**Texto fuente**
--------------------

Arte y Letras Teatro

Fletcher & Beaumont: tragicomedia de palomitas

Fletcher & Beaumont
Shakespeare and His Contemporaries, de John Faed, 1851. Están representados, empezando por la izquierda atrás: Joshua Sylvester, John Selden, Francis Beaumont, William Camden, Thomas Sackville, John Fletcher, Sir Francis Bacon, Ben Jonson, John Donne, Samuel Daniel, Shakespeare, Sir Walter Raleigh, conde de Southampton, Sir Robert Cotton y Thomas Dekker.

«Sabes que conmigo no tienes que actuar, Steve. No tienes que decir nada. No tienes que hacer nada. Nada en absoluto. O, tal vez, solo silbar. Sabes cómo se silba, ¿verdad, Steve? Solo tienes que juntar los labios y soplar».

Y Bogart soplaba.

Hasta el final de sus días. Allá donde esté, se llevó la frase apócrifa de Bacall. Esa que no llega a pronunciar. La que se queda flotando sin posibilidad de salir de la boca de los espectadores mitómanos. «Si me necesitas, silba». Bogart pidió que grabaran aquello en un silbato de oro para que colgara del cuello de su amada. Y la Flaca lo llevó hasta que vino otra flaca más tormentosa a llevarse a su hombre. El silbato terminó con las cenizas de Bogart. Por si el duro necesitaba llamar a su chica desde el otro lado.

--------------------

**Datos mostrados**
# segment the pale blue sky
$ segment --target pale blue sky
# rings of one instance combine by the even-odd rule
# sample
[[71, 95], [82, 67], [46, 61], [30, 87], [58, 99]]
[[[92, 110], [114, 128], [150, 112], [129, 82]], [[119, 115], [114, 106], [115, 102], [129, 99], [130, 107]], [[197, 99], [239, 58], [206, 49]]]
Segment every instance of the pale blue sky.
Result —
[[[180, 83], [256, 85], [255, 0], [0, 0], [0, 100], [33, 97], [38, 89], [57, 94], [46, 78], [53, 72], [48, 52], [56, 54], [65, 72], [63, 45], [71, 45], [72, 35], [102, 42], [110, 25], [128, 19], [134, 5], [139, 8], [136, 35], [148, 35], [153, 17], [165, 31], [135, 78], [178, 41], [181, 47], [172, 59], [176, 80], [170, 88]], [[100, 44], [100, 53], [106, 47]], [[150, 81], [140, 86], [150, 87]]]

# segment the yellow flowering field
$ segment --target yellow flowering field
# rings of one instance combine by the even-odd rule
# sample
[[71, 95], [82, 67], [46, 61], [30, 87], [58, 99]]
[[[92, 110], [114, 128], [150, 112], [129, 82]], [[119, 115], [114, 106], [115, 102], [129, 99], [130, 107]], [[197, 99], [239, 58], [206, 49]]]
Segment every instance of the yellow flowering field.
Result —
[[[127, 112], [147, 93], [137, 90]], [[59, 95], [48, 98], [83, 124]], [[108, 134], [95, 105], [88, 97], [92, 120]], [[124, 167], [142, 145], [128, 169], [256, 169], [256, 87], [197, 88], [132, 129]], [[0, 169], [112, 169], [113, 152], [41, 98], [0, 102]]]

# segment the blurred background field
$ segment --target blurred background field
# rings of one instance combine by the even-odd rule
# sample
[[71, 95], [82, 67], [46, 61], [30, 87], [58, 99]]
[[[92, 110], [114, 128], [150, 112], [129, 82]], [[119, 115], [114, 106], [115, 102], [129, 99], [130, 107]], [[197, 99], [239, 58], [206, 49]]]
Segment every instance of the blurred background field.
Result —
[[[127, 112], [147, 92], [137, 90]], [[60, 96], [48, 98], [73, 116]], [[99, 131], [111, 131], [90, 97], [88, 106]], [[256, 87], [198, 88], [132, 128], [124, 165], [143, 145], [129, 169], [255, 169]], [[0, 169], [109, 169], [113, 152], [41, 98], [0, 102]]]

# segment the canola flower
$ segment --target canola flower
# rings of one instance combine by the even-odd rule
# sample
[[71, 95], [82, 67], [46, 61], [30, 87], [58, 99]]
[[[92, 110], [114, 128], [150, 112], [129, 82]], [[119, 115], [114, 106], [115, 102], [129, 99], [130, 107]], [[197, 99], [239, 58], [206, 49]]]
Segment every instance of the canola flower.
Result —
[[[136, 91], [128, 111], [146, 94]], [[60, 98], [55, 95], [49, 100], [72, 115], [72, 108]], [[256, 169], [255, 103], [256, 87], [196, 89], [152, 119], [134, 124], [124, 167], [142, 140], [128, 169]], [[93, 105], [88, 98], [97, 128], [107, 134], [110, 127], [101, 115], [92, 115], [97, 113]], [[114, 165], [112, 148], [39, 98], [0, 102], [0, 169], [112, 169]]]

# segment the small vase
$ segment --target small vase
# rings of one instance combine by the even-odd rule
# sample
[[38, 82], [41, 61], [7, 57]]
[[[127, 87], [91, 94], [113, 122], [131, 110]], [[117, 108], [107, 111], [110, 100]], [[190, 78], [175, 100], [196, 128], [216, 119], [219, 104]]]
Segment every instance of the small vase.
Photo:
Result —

--------------------

**Ejercicio 1**
Responde a partir del artículo sobre Fletcher & Beaumont:
(a) ¿Qué título tiene el cuadro de John Faed de 1851?
(b) ¿Qué frase de Bacall se califica de apócrifa?
(c) ¿Con qué terminó el silbato de oro?
**Ejercicio 2**
¿Puedes transcribir del artículo sobre Fletcher & Beaumont el fragmento que va desde "Arte y Letras" hasta "Y Bogart soplaba.", sin cambiar nada?
**Ejercicio 3**
¿Puedes retomar el artículo sobre Fletcher & Beaumont y seguir escribiéndolo a partir de su última frase?
Los datos no tienen relación con el artículo sobre Fletcher & Beaumont.

**Respuesta 1**
(a) Shakespeare and His Contemporaries.
(b) «Si me necesitas, silba».
(c) Con las cenizas de Bogart.

**Respuesta 2**
Arte y Letras Teatro

Fletcher & Beaumont: tragicomedia de palomitas

Fletcher & Beaumont
Shakespeare and His Contemporaries, de John Faed, 1851. Están representados, empezando por la izquierda atrás: Joshua Sylvester, John Selden, Francis Beaumont, William Camden, Thomas Sackville, John Fletcher, Sir Francis Bacon, Ben Jonson, John Donne, Samuel Daniel, Shakespeare, Sir Walter Raleigh, conde de Southampton, Sir Robert Cotton y Thomas Dekker.

«Sabes que conmigo no tienes que actuar, Steve. No tienes que decir nada. No tienes que hacer nada. Nada en absoluto. O, tal vez, solo silbar. Sabes cómo se silba, ¿verdad, Steve? Solo tienes que juntar los labios y soplar».

Y Bogart soplaba.

**Respuesta 3**
No queda constancia de que Bogart silbara aquel día de agosto en el que Bacall se marchó para siempre. Quizá. Porque la frase seguía teniendo la carga poderosa del principio. Howard Hawks lo había visto claro. Era imposible escapar al sortilegio de aquellas dos bestias de luz sobre la pantalla. Se estaban enamorando y hasta la cámara temblaba. Había que alimentar aquel fuego. «Conmigo no tienes que actuar, Steve». Hawks escribió un pas de deux verbal que no estaba en la novela de Hemingway. Una escena impuesta a sus guionistas. Eso es lo que hace un director todopoderoso: colarle una página de texto al mismísimo William Faulkner.

Lo que Howard Hawks nunca contó es que había copiado la frase de dos dramaturgos que habían tocado el cielo hacía muchos, muchos años. Dos teatreros que escribían juntos. El dúo perfecto con el que el público enloquecía. Los faranduleros más ovacionados de su tiempo. Ahora olvidados. Dos cuerpos para un alma. Los que crearon el final made-in-Hollywood antes de que Hollywood se inventara. John Fletcher y Francis Beaumont. Gloria de la escena londinense. Reventadores de taquillas. Colegas de Kyd, de Jonson, de Shakespeare. Los verdaderos autores de la frase con la que se enlazarían para siempre Bogart y Bacall.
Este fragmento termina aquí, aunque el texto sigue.